§ Reading text
▬▬▬

The wind was full of such lamentations! “LSD will eat up the line!” “The feminists will wreck the family!” The blacks want everything!” ... ad nauseum.
When output per hour collapsed in mining and began to slow down in auto, steel and rubber, the volume on the capitalist dial was turned up a few notches. But the source of complaint was not output per hour but profit per work hour. The share of profits in productivity increases was in peril. . . Hence the need for a total change in the structure of prices and work. For this was not another statistic, but the basis of the relation between working class and capital. As our introduction pointed out, a satisfactory matching of productivity to profit has been the essence of capitalist strategy since the end of the nineteenth century. Any serious disturbance of this strategy puts into question a century of that capitalist wisdom embodied in the “Marginal Theory of Value and Distribution”.
Capitalism is a system of margins, accelerations, of changes, differentials; not flows, but flows of flows. Thus, the appearances, though obvious and bemoaned, did not tell the tale. Capital is abstract, and its snapping is at first abstract as well, for the problem is not speed but lack of impulse. The 1965-1973 profits crisis stopped not the flow, but the flow of flows. To understand the strategy of accumulation that was put in jeopardy by the class struggle of that period we must do some investigation of capital’s mind, not so much psychoanalysis as theoretical eavesdropping.
“Marginal Theory”, the economics we get in every introductory course, significantly appears on the scene at the very time of the explosion and slaughter of the Paris Commune. It claims that in order for individual firms to maximize profits and for the accumulation process to flow throughout capitalist society, wages and profits must be correlated with the ever increasing productivity of social labor. In other words, productivity increases achieved by new technological leaps, more “efficient” organization of work in factories, mines and farms, more “scientific” planning of family, school and health, had to be shared with the working class. Capital could not appropriate it all. A classic application of this strategy is the early Ford wage policy that combined relatively capital- intensive, mass production techniques with bonuses for punctuality and a “clean family life”. Without such schemes, the worker turnover rate which was approaching 300% per year would have interminably broken the continuity of the line (the very basis of its productivity). Nobody is born an auto worker, they must be made, and their production in the home must be planned. Ford understood the other side of Marginal Theory: not only must wages be used to “induce” workers to accept the discipline of the assembly line, but with higher wages the working class can become a dynamic consumer and push the system to higher levels of production (hence profitability, since a concentration of fixed capital such as River Rouge requires continuous utilization to pay off). Once wages are as dynamic as social productivity the working class becomes a production agent integrated into the capitalist system through the consumer-goods market. Reproduction becomes a “dynamic force of production” instead of merely guaranteeing the subsistance of labor power.

▬▬▬

§ Data provided
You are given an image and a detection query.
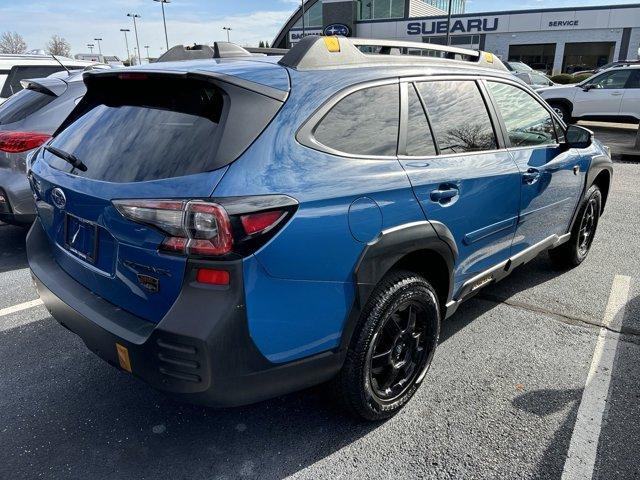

▬▬▬

Write the next part of the passage on Marginal Theory and the 1965-1973 profits crisis, starting after its last sentence.

Marginalist Theory has been criticized by Marxists as a subjective mathematization of vulgar economics ideologically motivated to slay Marx. Bukharin calls this theory, “the ideology of the bourgeoisie who has already been eliminated from the process of production.”3 In reality, it is the strategy of introducing the working class into the process of consumption. Marxists did not see that the legitimizing purposes of marginalist’s theory were tangential, and that its primary purpose was to provide a new strategy to capital, in front of a radically different class struggle. By the 1870’s and the Paris Commune’s volcano of desires, it became clear that the working class could not be taken as a separate, almost-natural species, with fixed needs that might or might not be satisfied depending on population growth. As Marx’s 1867 Value, Price and Profit, suggests, in this period the struggle for the normal working day was slowly yielding, in the most advanced sectors, to the struggle for wage increases.
The class forces were entering into a new constellation. To see this, let us get back to basics. The working day resolves itself into two magnitudes;
V / S
V represents the amount of social labor time necessary to reproduce the working class in its capitalist function, S is the surplus labor capital appropriates in the working day. This unpaid labor, the secret of capital, appears in many forms, not only in the factory but in the kitchen, the ghetto street and the laboratory. Mathematically, the class struggle resolves itself for capital into the relation between V, S and V+S. The object is the accumulation of surplus, S, and there are only two ways of increasing it: absolutely and relatively. Absolute surplus value is appropriated by lengthening the working day, V+S, without changing V. This was the type of surplus value developed in Newton’s time. But capital’s ability to generate absolute surplus value was undermined by the working class struggles for a “normal” work day, i.e., the “ten hour” and “eight hour day” campaigns. Capital’s response was relative surplus value which is appropriated by reducing V relative to S while leaving V+S constant or even decreasing it. Relative surplus value is the type of production that is at the basis of thermodynamic’s investigation of work/energy.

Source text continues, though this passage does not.